*Extracted records*
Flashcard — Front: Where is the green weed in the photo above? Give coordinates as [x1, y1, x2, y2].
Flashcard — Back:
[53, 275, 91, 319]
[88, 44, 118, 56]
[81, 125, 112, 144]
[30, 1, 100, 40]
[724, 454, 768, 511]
---
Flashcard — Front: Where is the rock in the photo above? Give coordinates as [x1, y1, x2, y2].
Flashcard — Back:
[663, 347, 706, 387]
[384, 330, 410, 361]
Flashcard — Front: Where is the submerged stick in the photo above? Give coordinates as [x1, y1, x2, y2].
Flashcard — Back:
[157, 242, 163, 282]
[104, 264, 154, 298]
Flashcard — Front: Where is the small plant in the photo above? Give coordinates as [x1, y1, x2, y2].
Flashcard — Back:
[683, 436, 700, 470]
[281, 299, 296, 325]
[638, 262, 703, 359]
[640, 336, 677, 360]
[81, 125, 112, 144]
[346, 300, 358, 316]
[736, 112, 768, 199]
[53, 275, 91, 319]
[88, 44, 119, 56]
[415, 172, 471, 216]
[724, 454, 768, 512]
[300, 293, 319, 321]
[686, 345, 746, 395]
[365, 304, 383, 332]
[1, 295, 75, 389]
...
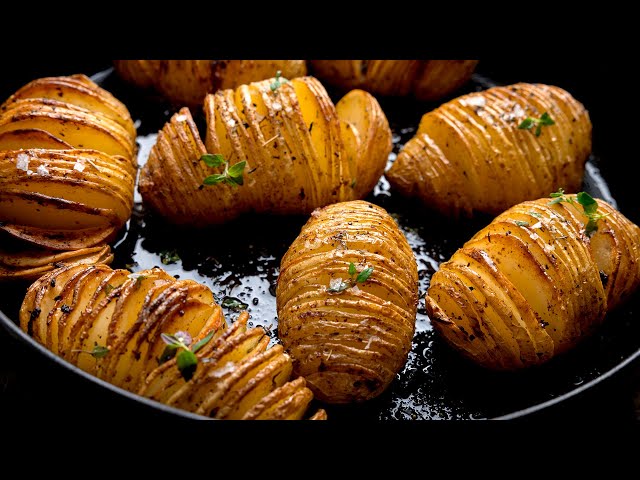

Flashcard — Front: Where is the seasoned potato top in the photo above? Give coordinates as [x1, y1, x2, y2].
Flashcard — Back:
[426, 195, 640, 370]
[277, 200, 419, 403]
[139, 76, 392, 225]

*DIRECTIONS FOR THIS TASK*
Your response should be made up of the lines in the data that contain the word "above".

*SOLUTION TO THE EXERCISE*
Flashcard — Front: Where is the green weed in the photo above? Give coordinates as [x1, y1, x2, y2].
Flashcard — Front: Where is the rock in the photo above? Give coordinates as [x1, y1, x2, y2].
Flashcard — Front: Where is the submerged stick in the photo above? Give coordinates as [x1, y1, x2, y2].
Flashcard — Front: Where is the small plant in the photo above? Give coordinates as [x1, y1, x2, y2].
Flashcard — Front: Where is the seasoned potato top in the photo above? Give coordinates as [x1, y1, x2, y2].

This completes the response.